(EXCERPTED PASSAGE)
======

My recipe is basically this one, with some minor changes.  I like more vegetables than the original, slightly different spices.  His beignet recipe is also worth your time.  I’m not a big one for measuring, so this is vague.  His is very much more professionally put together.  You should read it, especially if you like precision more than tangents.  The other differences are that I don’t use tasso, because I never have any, and I do throw in some pork neck bones, which are delicious and very, very cheap.

======

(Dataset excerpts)
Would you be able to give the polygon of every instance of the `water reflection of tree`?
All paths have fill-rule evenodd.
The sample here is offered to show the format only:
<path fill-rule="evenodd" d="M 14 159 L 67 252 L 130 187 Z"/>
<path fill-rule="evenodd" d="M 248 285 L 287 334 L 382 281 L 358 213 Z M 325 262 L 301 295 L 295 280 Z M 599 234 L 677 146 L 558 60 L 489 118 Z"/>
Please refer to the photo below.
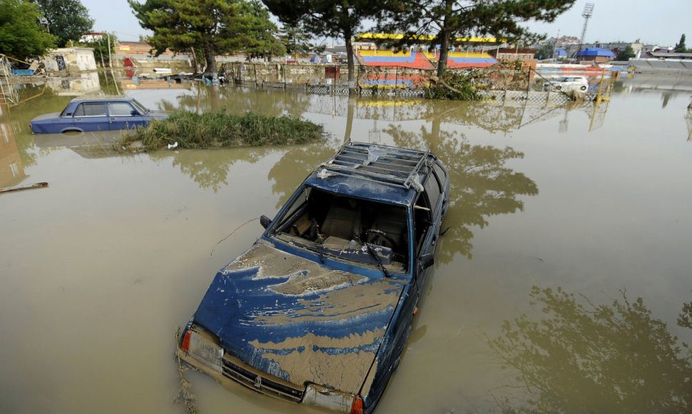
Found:
<path fill-rule="evenodd" d="M 193 179 L 203 189 L 211 188 L 215 193 L 223 185 L 228 185 L 228 172 L 238 161 L 257 162 L 270 148 L 239 148 L 227 150 L 185 150 L 177 153 L 161 151 L 152 153 L 151 158 L 172 158 L 172 165 Z"/>
<path fill-rule="evenodd" d="M 578 301 L 561 288 L 534 286 L 526 314 L 489 340 L 529 394 L 530 408 L 507 402 L 506 412 L 683 413 L 692 408 L 688 347 L 656 319 L 641 298 L 624 291 L 610 305 Z"/>
<path fill-rule="evenodd" d="M 457 139 L 456 132 L 440 131 L 439 118 L 430 131 L 422 127 L 420 133 L 394 126 L 385 132 L 400 146 L 429 148 L 449 172 L 449 210 L 444 226 L 450 227 L 438 248 L 437 260 L 442 263 L 451 262 L 457 253 L 470 258 L 472 226 L 483 228 L 488 216 L 523 210 L 524 202 L 517 197 L 538 194 L 533 180 L 505 166 L 507 161 L 524 157 L 512 148 L 472 145 L 463 135 Z"/>
<path fill-rule="evenodd" d="M 329 159 L 335 149 L 325 142 L 290 148 L 269 171 L 269 178 L 274 181 L 272 189 L 279 194 L 276 208 L 281 207 L 305 177 L 320 163 Z"/>
<path fill-rule="evenodd" d="M 178 98 L 177 107 L 164 107 L 163 109 L 197 113 L 225 109 L 234 113 L 250 111 L 267 115 L 288 113 L 299 118 L 305 112 L 310 102 L 310 96 L 305 94 L 280 93 L 233 85 L 208 86 L 201 82 L 195 82 L 192 95 L 181 96 Z"/>

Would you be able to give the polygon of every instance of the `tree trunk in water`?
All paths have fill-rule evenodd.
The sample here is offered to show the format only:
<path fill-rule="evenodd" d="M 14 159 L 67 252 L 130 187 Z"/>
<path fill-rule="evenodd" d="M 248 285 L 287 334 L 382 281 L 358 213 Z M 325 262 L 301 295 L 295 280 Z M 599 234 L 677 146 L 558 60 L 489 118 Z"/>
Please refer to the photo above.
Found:
<path fill-rule="evenodd" d="M 449 54 L 449 33 L 442 31 L 442 39 L 439 44 L 439 61 L 437 62 L 437 77 L 442 79 L 444 71 L 447 70 L 447 59 Z"/>
<path fill-rule="evenodd" d="M 207 67 L 204 69 L 205 75 L 216 77 L 216 51 L 213 47 L 208 46 L 204 49 L 204 61 Z"/>
<path fill-rule="evenodd" d="M 348 69 L 348 93 L 349 95 L 355 94 L 355 63 L 353 61 L 353 44 L 351 41 L 351 34 L 345 34 L 346 39 L 346 65 Z"/>
<path fill-rule="evenodd" d="M 452 6 L 454 5 L 453 0 L 446 0 L 444 18 L 442 19 L 442 28 L 440 31 L 442 39 L 439 42 L 439 60 L 437 61 L 437 77 L 442 79 L 444 71 L 447 70 L 447 58 L 449 54 L 449 39 L 452 37 L 452 31 L 447 28 L 447 23 L 452 16 Z"/>

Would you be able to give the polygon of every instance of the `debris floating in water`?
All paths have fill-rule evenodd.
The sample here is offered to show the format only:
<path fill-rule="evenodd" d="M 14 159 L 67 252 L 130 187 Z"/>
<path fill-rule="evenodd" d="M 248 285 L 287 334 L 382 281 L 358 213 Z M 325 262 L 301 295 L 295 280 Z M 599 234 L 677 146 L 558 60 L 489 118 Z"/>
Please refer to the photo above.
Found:
<path fill-rule="evenodd" d="M 0 193 L 9 193 L 10 191 L 19 191 L 20 190 L 30 190 L 31 188 L 43 188 L 47 187 L 48 183 L 35 183 L 29 186 L 22 187 L 11 187 L 9 188 L 0 188 Z"/>

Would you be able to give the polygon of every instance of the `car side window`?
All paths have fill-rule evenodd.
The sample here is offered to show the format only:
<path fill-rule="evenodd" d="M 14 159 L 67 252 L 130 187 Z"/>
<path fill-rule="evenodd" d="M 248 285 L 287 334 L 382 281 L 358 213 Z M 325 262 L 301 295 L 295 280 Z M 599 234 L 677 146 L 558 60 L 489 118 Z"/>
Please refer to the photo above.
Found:
<path fill-rule="evenodd" d="M 134 110 L 127 102 L 108 102 L 108 114 L 111 116 L 131 116 Z"/>
<path fill-rule="evenodd" d="M 427 194 L 428 200 L 430 201 L 430 207 L 434 208 L 437 206 L 437 201 L 439 200 L 439 183 L 434 174 L 429 174 L 428 179 L 423 184 L 425 193 Z"/>
<path fill-rule="evenodd" d="M 106 104 L 97 102 L 80 104 L 74 116 L 106 116 Z"/>
<path fill-rule="evenodd" d="M 428 203 L 427 197 L 421 194 L 416 201 L 413 208 L 414 213 L 414 231 L 416 238 L 416 254 L 420 253 L 420 249 L 423 246 L 423 241 L 425 240 L 425 235 L 427 234 L 428 228 L 432 223 L 432 212 L 430 211 L 430 204 Z"/>

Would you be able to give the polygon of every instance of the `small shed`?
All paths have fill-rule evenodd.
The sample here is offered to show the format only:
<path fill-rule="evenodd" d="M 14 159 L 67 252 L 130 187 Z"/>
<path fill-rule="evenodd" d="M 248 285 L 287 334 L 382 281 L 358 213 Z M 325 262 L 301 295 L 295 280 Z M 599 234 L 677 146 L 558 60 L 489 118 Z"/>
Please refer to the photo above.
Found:
<path fill-rule="evenodd" d="M 96 60 L 90 47 L 63 47 L 48 51 L 43 58 L 47 72 L 96 71 Z"/>
<path fill-rule="evenodd" d="M 576 53 L 576 57 L 582 61 L 593 61 L 599 64 L 610 61 L 615 57 L 615 54 L 606 49 L 600 47 L 587 47 Z"/>

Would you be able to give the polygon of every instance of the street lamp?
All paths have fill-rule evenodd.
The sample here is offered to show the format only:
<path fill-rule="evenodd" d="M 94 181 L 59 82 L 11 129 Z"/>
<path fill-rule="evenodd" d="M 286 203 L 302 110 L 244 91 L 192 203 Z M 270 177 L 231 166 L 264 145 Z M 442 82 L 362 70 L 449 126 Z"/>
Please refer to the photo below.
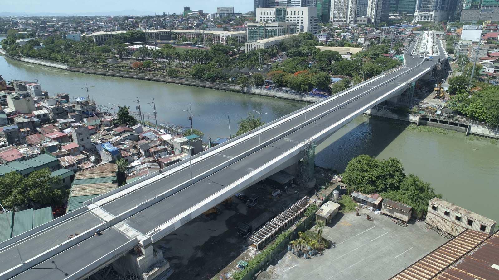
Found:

======

(TASK PROMPT)
In the recipe passage, why does the writer leave out tasso?

(TASK RESULT)
Because the writer never has any.